* SUPPLIED PASSAGE *
*** Begin section ***

Bayesian analysis is a statistical paradigm that answers research questions about unknown parameters using probability statements.

For example, what is the probability that the average male height is between 70 and 80 inches or that the average female height is between 60 and 70 inches? What is the probability that people in a particular state vote Republican or vote Democratic? What is the probability that a person accused of a crime is guilty? What is the probability that treatment A is more cost effective than treatment B for a specific health care provider? What is the probability that a patient's blood pressure decreases if he or she is prescribed drug A? What is the probability that the odds ratio is between 0.3 and 0.5? What is the probability that three out of five quiz questions will be answered correctly by students? What is the probability that children with ADHD underperform relative to other children on a standardized test? What is the probability that there is a positive effect of schooling on wage? What is the probability that excess returns on an asset are positive? And many more.

Such probabilistic statements are natural to Bayesian analysis because of the underlying assumption that all parameters are random quantities. In Bayesian analysis, a parameter is summarized by an entire distribution of values instead of one fixed value as in classical frequentist analysis. Estimating this distribution, a posterior distribution of a parameter of interest, is at the heart of Bayesian analysis.

*** End section ***

* ENTRIES PROVIDED *
*** Begin section ***

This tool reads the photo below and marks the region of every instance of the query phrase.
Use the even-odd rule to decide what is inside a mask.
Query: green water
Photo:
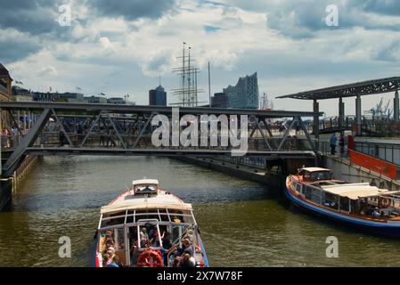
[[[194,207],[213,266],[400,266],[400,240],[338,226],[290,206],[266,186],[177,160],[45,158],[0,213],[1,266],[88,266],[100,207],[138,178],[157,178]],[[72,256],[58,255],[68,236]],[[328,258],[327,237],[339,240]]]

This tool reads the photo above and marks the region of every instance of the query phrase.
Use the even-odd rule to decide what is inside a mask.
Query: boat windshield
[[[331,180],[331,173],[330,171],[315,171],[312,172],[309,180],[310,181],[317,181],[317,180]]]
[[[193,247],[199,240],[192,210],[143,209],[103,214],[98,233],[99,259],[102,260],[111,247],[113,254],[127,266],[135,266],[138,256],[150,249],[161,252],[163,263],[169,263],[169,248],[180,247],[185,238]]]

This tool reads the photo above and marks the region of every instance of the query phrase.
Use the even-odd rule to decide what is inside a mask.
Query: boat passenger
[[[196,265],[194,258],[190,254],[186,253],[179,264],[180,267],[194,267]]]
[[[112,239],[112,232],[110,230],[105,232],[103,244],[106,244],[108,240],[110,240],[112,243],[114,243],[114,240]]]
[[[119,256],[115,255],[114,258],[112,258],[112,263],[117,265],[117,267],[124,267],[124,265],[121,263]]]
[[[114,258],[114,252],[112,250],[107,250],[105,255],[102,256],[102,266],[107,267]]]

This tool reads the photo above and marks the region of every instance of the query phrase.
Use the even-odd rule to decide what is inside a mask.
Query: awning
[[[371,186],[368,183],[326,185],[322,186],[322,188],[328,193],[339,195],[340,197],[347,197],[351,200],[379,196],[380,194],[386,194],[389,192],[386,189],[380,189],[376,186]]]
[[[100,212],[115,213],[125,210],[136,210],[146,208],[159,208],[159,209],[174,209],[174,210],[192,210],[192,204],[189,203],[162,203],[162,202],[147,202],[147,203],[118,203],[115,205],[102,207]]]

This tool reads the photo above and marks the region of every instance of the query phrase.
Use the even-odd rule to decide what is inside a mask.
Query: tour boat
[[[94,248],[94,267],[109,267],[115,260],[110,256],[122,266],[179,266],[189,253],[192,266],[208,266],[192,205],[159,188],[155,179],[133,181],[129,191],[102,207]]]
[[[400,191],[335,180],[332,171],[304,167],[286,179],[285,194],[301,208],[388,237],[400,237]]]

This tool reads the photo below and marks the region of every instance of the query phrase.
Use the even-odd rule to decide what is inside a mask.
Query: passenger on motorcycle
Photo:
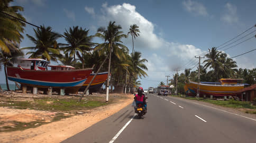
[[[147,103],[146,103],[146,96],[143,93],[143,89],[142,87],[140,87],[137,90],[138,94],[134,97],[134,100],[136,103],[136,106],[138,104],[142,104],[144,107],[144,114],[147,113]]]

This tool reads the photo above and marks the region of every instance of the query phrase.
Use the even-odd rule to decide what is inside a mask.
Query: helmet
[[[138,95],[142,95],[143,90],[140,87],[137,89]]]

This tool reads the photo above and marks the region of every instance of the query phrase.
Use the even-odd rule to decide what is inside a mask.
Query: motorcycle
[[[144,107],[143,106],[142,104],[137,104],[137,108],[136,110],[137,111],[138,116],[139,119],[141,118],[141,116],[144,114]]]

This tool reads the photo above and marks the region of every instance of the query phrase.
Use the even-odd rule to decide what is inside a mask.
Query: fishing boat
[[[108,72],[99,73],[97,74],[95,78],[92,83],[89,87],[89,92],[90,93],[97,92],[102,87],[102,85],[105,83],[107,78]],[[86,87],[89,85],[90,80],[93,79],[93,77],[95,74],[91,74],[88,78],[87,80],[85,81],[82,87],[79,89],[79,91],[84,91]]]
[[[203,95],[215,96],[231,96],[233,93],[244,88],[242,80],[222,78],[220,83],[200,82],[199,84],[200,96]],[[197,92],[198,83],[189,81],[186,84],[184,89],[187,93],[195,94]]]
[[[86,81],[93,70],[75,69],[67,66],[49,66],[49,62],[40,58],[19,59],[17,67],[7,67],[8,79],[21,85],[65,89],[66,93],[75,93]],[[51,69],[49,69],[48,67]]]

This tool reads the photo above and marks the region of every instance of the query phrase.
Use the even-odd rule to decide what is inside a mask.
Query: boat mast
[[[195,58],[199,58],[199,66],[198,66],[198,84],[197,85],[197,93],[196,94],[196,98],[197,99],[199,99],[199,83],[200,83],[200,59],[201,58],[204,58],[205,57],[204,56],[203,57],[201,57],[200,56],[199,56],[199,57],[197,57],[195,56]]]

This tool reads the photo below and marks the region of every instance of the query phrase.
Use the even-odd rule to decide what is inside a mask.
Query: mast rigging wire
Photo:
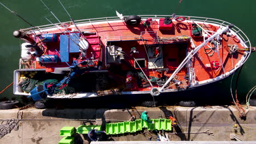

*** End section ***

* WHAT THIS EXERCISE ASKS *
1. According to the Bayesian analysis passage, what is at the heart of Bayesian analysis?
2. Copy the Bayesian analysis passage word for word, starting at "Such probabilistic statements" and ending at "of Bayesian analysis.".
The entries are separate from the Bayesian analysis passage and stand apart from it.

* TASK ANSWERS *
1. Estimating the posterior distribution of a parameter of interest.

2.
Such probabilistic statements are natural to Bayesian analysis because of the underlying assumption that all parameters are random quantities. In Bayesian analysis, a parameter is summarized by an entire distribution of values instead of one fixed value as in classical frequentist analysis. Estimating this distribution, a posterior distribution of a parameter of interest, is at the heart of Bayesian analysis.